→ Directions: Pick up the post on the HOBBIT project's second anniversary after its final sentence and continue writing it.

→ Extract to read:
We are very happy to announce that HOBBIT is now two years old! The project consortium members were very active in this year and worked extensively towards the project’s major results: benchmark development, deployment of the HOBBIT platform and challenge organisation!
More importantly, HOBBIT delivered the first version of its Generation & Acquisition, Analysis & Processing, Storage & Curation and Visualization & Services benchmarks. More specifically:
- Generation & Acquisition benchmarks measure the performance of SPARQL query processing systems when faced with streams of data from industrial machinery in terms of efficiency and completeness. In order to reflect the real loads on triple stores that are used in real applications, Public Transport, Twitter, Traffic and Sensor data from the plastic injection moulding industrial plants of Weidmüller were collected. In this context, HOBBIT provides benchmarks to measure the performance of extraction systems for unstructured streams of natural-language data. We took under account for the benchmarks, the real, curated unstructured datasets by experts and unstructured data streams by Bengal, a generic data generator.
- Analysis & Processing benchmarks focus on testing the performance of link discovery systems and machine learning methods (supervised and unsupervised) for data analytics. More specifically, the link discovery benchmarks developed in HOBBIT can be used to test the performance of (a) instance matching tools that implement string-based approaches for identifying matching entities and (b) systems that deal with topological relations proposed in the state of the art DE-9IM model (Dimensionally Extended nine-Intersection Model). The analysis benchmark is used to test the efficiency and effectiveness of machine learning (supervised and unsupervised ) approaches on structured data.
- Storage & Curation benchmarks aim at testing the performance of data storage and versioning systems for Linked Data. The data storage benchmark focuses on the typical challenges faced by Linked Data storage systems and is based on the Social Network Benchmark (SNB) developed in the context of the EU FP7 LDBC Project. HOBBIT’s versioning benchmark aims to test the ability of versioning systems to efficiently manage evolving Linked Data datasets and queries evaluated across multiple versions of such datasets; it extends the LDBC Semantic Publishing Benchmark (SPB), inspired from the publishing domain.

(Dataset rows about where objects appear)
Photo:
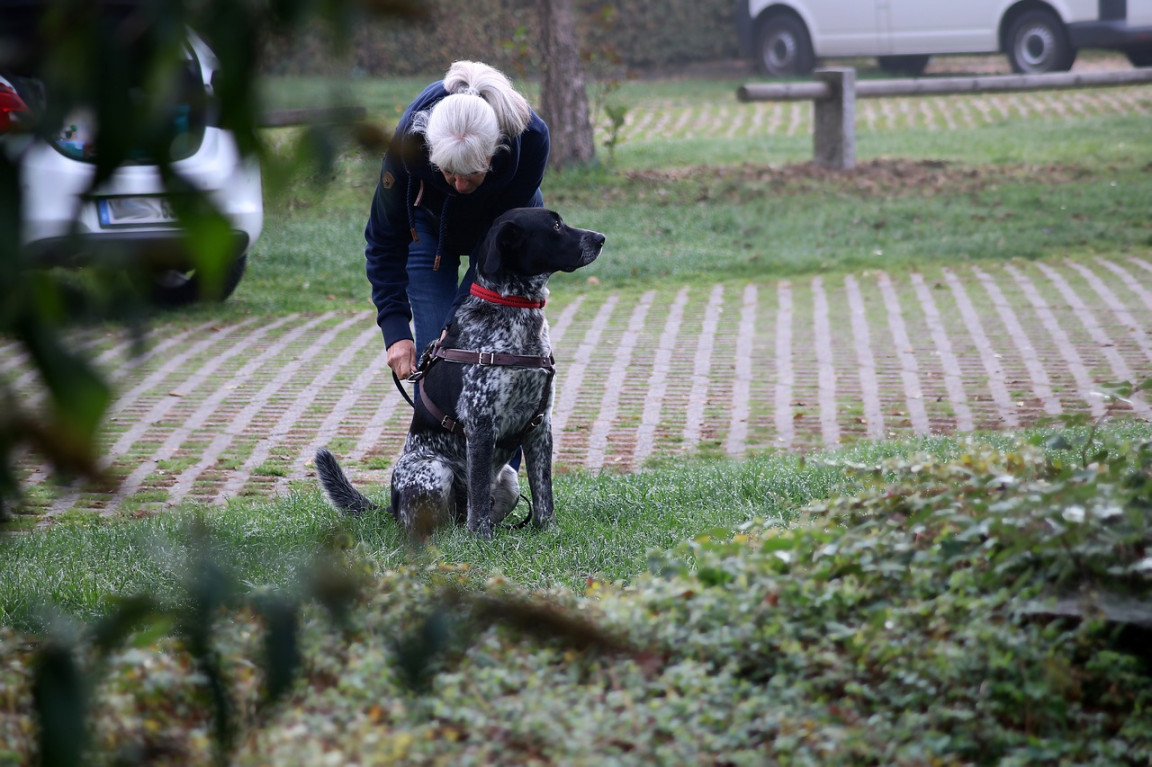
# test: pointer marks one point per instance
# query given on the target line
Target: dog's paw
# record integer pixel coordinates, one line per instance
...
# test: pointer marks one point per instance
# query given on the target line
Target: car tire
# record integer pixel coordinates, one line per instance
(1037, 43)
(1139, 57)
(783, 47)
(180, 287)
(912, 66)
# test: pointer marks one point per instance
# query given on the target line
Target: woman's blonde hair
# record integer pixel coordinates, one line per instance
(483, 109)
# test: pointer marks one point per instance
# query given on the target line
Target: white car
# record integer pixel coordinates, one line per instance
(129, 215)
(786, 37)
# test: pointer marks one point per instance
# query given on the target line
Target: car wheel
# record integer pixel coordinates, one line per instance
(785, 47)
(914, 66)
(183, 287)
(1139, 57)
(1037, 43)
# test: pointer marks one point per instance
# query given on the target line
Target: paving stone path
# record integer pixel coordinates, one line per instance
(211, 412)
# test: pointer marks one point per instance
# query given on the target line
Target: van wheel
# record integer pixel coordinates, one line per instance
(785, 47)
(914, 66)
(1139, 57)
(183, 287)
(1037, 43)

→ Task response:
- Visualization & Services benchmarks aim at testing the performance of query answering and faceted browsing systems for Linked Data without involving users. The developed benchmarks are not intended to test user interfaces but focus on providing performance and accuracy measurements for approaches used in such interfaces. For the benchmarks, browsing scenarios that reflect an authentic use-case and challenge participating systems on different points of difficulty were developed.
All aforementioned benchmarks are available on HOBBIT’s CKAN: https://ckan.project-hobbit.eu/dataset along with their source code and related publications.
The HOBBIT evaluation platform was released in the beginning of the second year of the project. It is a distributed FAIR benchmarking platform for the Linked Data lifecycle that is open source and it can be downloaded and executed locally. The HOBBIT Platform can be accessed through its online instance that can be used for a) running public challenges and b) making sure that even people without the required infrastructure are able to run the benchmarks they are interested in.
The online instance of the HOBBIT benchmarking platform is accessible at master.project-hobbit.eu and its code is accessible at https://github.com/hobbit-project.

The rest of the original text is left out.